Bounding box annotation entries
────────────────

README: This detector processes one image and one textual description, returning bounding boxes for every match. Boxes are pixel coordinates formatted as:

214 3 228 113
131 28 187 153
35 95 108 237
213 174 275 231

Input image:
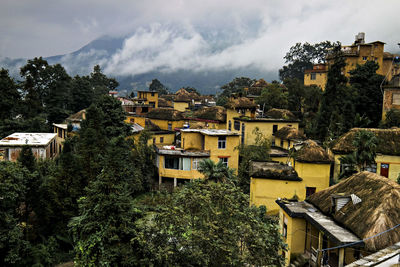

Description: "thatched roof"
158 98 171 108
274 126 306 140
225 97 257 109
307 172 400 251
250 161 302 181
193 106 226 122
264 108 297 120
174 88 201 102
66 109 86 122
146 108 183 121
332 128 400 155
295 140 333 163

────────────────

_AIM OF THE EXERCISE_: Reproduce the material above word for word, but leave out the pictures.

_CORRECT ANSWER_:
README: This detector processes one image and one textual description, returning bounding boxes for every match. Boxes are pixel coordinates formatted as:

214 3 228 113
131 28 187 153
35 95 108 237
213 174 275 231

Input image:

Description: "thatched roof"
158 98 171 108
274 126 306 140
225 97 257 109
307 172 400 251
250 161 302 181
193 106 226 122
264 108 297 120
174 88 201 102
66 109 86 122
146 108 183 121
332 128 400 155
295 140 333 163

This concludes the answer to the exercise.